**Task material**:

*** Block opens ***

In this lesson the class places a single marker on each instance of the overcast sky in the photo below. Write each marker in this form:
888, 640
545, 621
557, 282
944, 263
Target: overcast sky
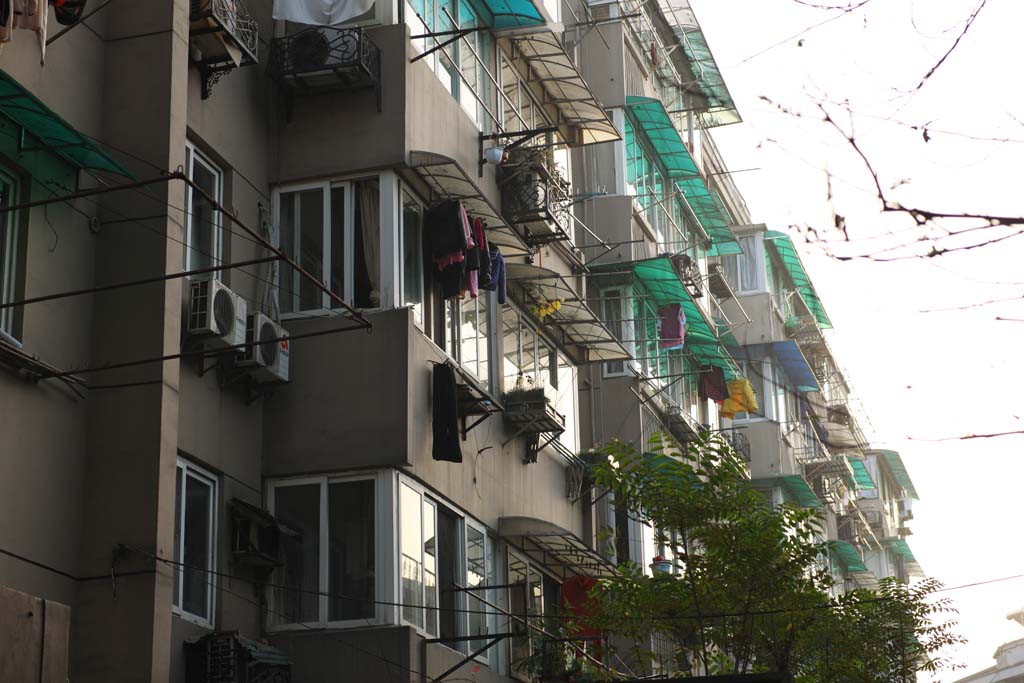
923, 377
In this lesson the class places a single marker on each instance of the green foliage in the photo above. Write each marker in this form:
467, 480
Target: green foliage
753, 590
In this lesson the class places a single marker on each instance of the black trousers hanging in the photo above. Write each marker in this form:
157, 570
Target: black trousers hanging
445, 399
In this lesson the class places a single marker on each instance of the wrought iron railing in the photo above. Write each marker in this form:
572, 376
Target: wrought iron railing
536, 196
327, 58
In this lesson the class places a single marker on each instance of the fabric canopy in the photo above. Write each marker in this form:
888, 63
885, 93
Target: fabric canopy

*** Block closes ***

**Problem**:
Extract, verbatim, the lines from the one containing "of the fabric" through the last line of the listing above.

**Solution for this problem**:
In this lesson the class places a single marker on each instance of the fabric canopy in the photo above. Write each marker in this form:
888, 63
885, 93
Target: fabric canopy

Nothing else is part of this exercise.